* [Excerpted records]:
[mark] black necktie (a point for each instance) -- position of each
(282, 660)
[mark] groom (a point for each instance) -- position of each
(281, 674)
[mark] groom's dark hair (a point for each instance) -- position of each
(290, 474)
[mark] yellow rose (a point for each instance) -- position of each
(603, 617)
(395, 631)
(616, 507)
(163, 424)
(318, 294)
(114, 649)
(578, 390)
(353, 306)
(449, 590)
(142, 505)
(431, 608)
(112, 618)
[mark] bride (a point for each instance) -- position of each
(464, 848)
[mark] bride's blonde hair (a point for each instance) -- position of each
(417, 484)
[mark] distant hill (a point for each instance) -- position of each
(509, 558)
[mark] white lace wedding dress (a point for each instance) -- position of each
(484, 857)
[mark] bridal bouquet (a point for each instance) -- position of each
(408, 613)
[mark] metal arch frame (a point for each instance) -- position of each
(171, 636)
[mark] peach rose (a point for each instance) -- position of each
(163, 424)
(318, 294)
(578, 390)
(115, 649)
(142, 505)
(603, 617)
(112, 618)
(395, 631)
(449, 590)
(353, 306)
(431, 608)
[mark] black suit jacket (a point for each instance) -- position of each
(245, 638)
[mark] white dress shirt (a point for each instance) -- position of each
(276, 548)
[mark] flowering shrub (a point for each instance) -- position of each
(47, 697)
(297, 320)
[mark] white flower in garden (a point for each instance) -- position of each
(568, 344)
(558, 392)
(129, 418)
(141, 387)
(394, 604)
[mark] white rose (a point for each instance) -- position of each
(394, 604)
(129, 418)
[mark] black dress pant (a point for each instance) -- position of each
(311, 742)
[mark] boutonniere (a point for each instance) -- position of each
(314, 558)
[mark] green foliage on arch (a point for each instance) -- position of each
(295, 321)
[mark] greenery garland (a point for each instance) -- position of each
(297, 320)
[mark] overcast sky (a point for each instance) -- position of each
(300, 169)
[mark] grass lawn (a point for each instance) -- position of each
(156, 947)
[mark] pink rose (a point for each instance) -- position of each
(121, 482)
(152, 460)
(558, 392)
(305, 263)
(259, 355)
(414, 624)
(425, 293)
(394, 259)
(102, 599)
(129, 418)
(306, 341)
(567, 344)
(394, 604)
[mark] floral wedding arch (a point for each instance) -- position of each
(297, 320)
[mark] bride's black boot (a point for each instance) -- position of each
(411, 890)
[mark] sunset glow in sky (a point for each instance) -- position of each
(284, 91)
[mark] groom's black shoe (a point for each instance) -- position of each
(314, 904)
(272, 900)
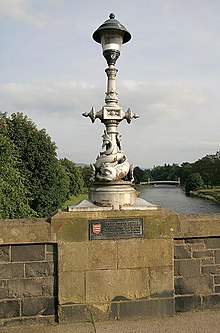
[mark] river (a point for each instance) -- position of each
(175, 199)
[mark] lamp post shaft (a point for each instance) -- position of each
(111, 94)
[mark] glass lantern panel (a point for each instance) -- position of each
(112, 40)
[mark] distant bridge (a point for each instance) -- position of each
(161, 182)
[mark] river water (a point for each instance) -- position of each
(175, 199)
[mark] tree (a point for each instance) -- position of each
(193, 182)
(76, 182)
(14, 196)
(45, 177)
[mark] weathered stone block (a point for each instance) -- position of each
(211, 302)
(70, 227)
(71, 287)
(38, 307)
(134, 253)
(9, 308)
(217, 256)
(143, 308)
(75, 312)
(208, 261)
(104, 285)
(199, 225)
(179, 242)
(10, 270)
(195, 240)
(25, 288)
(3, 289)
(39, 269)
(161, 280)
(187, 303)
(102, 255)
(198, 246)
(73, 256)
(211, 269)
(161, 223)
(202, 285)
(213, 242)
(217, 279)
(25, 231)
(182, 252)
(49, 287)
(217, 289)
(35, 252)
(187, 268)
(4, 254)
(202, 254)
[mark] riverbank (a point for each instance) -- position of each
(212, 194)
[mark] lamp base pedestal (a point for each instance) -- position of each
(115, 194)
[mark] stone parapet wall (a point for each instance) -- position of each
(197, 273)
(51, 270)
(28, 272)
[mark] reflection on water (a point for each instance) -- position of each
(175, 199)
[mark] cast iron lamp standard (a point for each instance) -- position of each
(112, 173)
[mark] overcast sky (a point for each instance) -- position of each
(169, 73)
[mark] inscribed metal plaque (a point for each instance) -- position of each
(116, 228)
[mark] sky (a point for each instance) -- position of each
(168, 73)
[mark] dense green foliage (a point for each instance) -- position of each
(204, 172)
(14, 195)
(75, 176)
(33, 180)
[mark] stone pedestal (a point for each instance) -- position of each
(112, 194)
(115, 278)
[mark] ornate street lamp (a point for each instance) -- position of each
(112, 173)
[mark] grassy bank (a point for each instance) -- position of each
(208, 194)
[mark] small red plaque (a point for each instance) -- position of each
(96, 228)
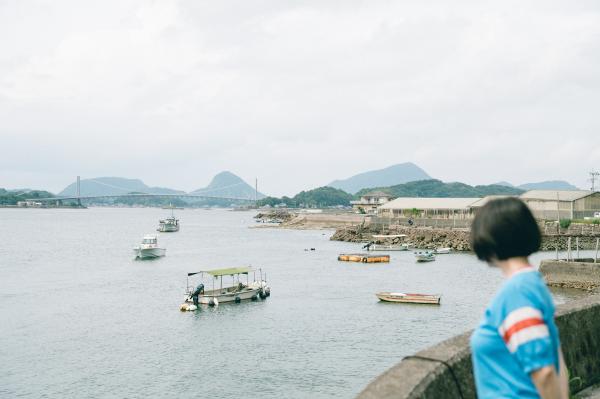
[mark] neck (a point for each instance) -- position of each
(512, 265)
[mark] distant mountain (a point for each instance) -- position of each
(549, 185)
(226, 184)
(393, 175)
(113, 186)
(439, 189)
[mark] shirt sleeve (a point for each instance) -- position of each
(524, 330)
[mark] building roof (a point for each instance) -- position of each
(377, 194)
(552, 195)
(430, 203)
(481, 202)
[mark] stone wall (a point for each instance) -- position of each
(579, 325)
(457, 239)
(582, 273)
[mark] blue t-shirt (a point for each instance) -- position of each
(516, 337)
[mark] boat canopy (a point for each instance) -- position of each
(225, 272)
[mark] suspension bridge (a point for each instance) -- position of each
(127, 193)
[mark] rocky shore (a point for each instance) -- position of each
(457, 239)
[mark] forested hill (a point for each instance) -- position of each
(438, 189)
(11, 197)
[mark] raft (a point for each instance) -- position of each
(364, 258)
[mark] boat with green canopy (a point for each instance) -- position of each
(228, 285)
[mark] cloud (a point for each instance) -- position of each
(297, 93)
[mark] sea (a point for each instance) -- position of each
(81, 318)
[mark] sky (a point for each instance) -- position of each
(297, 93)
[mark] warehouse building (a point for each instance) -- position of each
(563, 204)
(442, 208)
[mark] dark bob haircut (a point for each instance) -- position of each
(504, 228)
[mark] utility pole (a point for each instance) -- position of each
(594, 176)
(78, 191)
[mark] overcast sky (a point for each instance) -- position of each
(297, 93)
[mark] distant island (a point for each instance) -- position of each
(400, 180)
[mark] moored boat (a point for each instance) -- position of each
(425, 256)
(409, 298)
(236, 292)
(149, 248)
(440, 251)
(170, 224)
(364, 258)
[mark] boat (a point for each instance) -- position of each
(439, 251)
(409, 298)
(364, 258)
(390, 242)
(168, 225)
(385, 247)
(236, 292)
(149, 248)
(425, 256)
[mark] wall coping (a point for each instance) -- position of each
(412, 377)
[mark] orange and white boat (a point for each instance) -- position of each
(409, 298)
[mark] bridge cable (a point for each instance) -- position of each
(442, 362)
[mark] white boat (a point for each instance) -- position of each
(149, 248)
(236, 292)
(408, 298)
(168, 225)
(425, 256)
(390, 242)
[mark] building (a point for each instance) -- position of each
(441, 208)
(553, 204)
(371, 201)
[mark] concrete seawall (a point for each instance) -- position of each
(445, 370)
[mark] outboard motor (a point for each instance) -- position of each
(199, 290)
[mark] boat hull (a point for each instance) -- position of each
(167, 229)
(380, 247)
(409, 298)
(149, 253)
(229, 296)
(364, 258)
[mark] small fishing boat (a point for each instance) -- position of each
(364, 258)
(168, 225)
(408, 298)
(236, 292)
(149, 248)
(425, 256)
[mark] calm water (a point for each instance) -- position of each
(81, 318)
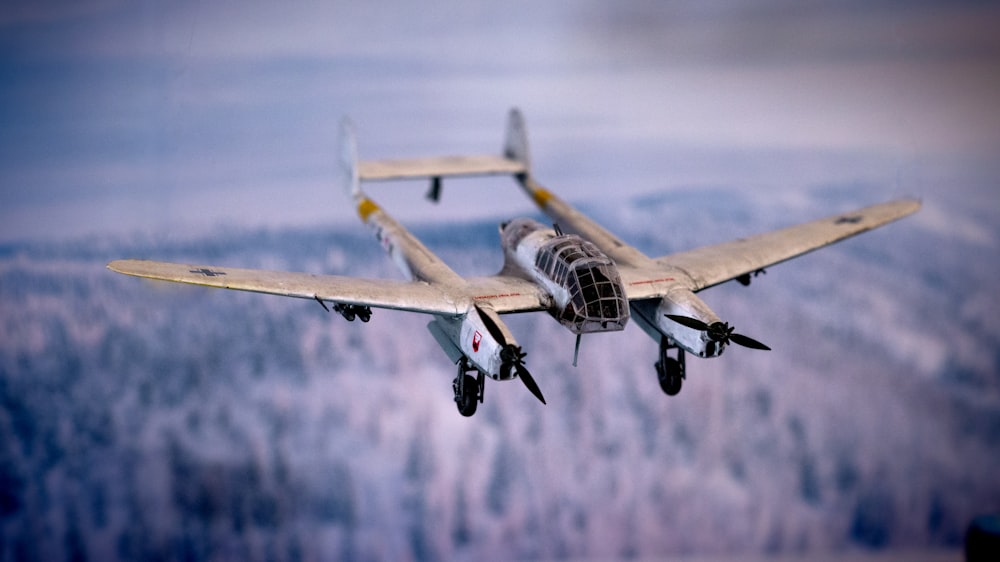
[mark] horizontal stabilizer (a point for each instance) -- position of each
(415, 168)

==

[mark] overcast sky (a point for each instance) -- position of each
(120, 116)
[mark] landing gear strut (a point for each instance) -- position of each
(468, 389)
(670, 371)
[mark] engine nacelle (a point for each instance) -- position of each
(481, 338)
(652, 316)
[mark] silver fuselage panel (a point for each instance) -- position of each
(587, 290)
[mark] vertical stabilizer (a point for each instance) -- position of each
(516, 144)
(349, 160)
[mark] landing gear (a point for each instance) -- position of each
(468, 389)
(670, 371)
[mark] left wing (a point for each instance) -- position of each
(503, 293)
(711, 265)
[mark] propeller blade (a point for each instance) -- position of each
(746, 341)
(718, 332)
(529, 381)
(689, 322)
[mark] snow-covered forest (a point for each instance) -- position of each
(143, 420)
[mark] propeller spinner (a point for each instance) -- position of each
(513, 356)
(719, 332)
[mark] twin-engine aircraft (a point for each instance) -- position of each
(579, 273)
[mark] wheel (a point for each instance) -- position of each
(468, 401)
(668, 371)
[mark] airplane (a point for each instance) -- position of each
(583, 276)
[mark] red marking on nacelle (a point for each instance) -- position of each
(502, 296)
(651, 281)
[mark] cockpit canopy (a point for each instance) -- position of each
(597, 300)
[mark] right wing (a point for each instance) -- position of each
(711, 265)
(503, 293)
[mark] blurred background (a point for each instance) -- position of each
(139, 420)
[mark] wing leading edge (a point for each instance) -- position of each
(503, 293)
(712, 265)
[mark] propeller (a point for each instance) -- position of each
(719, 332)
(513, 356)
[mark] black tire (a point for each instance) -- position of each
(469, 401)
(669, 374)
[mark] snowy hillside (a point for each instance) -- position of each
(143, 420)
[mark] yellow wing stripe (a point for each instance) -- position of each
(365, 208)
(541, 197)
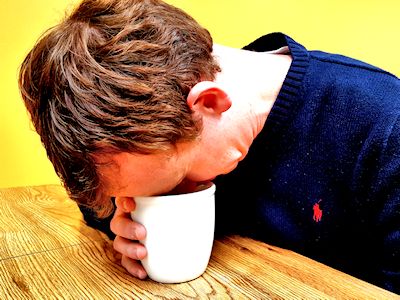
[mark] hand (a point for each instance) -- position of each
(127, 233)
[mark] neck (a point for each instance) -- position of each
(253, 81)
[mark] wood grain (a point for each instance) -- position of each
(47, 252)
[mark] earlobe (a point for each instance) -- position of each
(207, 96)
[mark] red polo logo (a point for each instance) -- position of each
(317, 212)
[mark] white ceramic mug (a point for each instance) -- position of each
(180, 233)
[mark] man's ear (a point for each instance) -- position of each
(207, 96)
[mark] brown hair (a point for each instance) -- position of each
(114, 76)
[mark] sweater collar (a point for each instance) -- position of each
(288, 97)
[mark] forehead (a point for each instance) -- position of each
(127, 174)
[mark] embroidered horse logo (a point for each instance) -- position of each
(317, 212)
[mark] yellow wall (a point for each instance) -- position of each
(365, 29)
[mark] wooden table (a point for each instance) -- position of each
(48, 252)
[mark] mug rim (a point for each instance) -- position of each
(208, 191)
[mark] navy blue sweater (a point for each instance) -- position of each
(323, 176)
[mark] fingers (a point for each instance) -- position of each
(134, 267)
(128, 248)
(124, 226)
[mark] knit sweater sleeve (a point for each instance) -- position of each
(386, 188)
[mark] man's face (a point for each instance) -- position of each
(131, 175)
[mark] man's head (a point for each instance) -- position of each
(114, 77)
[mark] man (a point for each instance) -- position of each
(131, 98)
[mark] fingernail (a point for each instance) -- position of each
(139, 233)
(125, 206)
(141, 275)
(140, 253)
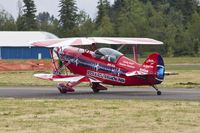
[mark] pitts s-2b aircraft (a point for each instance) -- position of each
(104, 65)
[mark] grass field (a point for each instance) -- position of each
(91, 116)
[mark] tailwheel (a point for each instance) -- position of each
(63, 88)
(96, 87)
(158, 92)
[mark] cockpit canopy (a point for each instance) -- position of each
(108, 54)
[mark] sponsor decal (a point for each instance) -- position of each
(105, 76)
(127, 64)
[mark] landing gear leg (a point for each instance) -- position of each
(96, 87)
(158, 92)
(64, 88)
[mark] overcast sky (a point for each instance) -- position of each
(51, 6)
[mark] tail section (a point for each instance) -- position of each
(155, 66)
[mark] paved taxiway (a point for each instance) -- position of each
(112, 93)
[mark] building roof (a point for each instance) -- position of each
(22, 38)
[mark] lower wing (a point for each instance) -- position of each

...

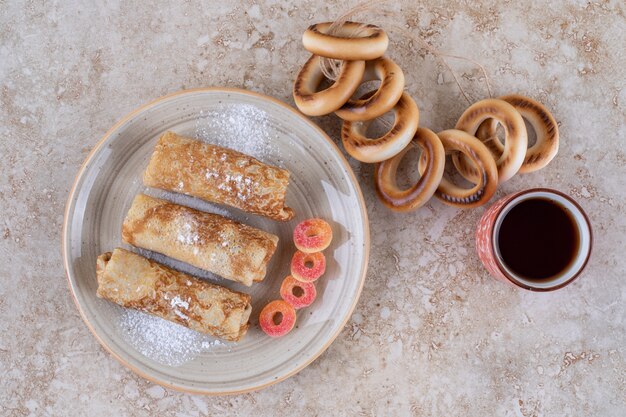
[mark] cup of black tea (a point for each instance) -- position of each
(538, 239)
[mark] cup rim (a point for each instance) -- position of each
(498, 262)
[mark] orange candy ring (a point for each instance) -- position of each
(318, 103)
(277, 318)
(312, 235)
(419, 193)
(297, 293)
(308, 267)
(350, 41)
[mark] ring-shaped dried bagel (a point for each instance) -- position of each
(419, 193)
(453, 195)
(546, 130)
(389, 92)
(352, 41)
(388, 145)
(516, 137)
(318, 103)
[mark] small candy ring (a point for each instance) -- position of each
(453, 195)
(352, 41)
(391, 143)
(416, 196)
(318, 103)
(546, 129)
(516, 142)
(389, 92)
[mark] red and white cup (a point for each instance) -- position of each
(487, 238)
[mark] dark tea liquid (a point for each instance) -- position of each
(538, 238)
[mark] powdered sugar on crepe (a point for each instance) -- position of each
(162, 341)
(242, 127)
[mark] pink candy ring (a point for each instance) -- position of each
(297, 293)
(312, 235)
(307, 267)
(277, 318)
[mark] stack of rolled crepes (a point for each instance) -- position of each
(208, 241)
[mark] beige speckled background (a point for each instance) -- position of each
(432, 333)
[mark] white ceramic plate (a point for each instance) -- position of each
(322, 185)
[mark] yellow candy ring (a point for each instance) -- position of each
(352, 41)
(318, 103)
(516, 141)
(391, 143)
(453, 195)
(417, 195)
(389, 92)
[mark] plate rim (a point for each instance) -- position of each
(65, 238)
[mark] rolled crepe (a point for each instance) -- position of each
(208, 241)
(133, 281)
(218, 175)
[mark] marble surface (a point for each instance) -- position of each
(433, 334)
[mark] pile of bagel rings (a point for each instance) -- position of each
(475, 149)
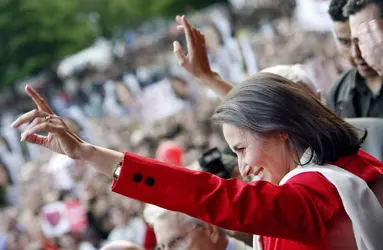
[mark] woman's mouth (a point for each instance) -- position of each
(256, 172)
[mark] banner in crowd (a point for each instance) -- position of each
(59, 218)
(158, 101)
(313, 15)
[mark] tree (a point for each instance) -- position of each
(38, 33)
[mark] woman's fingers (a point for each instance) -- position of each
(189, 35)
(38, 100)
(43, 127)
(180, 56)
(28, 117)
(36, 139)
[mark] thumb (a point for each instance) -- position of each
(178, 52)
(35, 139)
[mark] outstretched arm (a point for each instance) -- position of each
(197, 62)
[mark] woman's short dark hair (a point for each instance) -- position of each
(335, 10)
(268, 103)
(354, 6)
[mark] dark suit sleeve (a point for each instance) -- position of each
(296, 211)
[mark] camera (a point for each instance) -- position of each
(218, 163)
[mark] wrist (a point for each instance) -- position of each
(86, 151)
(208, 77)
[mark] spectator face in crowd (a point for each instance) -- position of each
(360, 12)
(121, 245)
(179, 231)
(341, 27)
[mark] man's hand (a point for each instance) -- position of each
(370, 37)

* [Task objective]: Find each line in the data above that contains the word "building", matching case exactly, and copy those lines out.

* [Result of the exercise]:
[mark] building roof (a point for each instance) -- position of each
[mark] warehouse building (a point for each instance) -- position of each
[mark] building (a point for each instance) -- position of each
[mark] building roof (a point for each instance) -- position of each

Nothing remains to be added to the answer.